▸ **MATERIAL SUPPLIED**:

•••

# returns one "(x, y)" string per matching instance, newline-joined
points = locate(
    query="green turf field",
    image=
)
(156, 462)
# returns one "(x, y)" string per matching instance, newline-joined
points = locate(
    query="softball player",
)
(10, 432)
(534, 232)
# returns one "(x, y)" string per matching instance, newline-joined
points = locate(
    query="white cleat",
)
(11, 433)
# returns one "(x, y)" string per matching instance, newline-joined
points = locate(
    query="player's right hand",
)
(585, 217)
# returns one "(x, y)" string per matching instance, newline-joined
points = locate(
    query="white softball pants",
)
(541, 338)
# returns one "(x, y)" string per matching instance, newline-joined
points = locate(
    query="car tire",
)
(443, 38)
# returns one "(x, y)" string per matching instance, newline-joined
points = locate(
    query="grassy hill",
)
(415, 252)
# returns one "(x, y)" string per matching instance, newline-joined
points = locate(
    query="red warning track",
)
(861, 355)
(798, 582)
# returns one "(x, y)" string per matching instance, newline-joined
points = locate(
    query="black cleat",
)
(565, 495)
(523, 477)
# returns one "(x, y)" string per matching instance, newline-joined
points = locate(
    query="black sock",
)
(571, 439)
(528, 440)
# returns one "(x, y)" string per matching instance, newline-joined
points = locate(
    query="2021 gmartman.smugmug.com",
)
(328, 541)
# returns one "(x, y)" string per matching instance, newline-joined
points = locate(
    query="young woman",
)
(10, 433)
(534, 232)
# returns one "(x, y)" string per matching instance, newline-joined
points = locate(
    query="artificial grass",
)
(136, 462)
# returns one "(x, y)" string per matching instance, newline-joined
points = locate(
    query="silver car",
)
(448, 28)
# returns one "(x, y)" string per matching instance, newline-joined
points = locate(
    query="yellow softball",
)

•••

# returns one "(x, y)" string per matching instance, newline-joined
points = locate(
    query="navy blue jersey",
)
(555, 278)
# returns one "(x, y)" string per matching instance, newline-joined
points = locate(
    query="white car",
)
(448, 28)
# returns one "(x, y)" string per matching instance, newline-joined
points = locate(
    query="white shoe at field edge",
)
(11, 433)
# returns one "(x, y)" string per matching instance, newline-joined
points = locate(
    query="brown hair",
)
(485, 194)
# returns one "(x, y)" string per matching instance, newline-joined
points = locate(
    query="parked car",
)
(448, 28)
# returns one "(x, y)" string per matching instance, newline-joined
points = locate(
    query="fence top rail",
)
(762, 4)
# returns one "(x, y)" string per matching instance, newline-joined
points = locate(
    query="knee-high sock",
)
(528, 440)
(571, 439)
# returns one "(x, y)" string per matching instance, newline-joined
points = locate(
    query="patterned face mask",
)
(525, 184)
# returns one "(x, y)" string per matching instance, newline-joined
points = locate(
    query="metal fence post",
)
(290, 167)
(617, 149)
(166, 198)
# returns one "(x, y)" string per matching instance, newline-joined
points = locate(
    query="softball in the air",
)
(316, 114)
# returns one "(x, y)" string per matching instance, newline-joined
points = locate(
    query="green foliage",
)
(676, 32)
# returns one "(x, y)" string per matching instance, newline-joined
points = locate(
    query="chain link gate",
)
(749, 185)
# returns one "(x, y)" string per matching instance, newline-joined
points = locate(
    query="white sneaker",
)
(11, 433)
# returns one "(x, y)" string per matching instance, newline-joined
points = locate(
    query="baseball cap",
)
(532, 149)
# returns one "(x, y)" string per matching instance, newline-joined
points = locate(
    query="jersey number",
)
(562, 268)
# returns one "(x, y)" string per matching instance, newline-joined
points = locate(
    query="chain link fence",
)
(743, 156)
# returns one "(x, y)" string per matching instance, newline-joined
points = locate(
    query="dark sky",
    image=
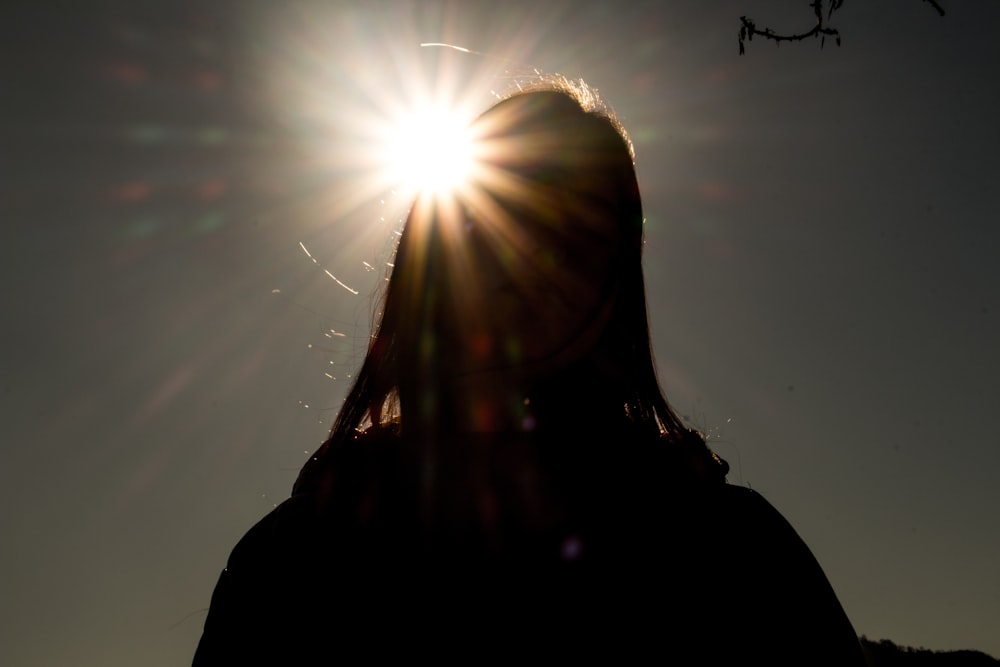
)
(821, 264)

•••

▸ **THE PROBLEM**: Report every line of the material above in which "green" appears.

▸ **ANSWER SECTION**:
    query="green turf field",
    query="green foliage",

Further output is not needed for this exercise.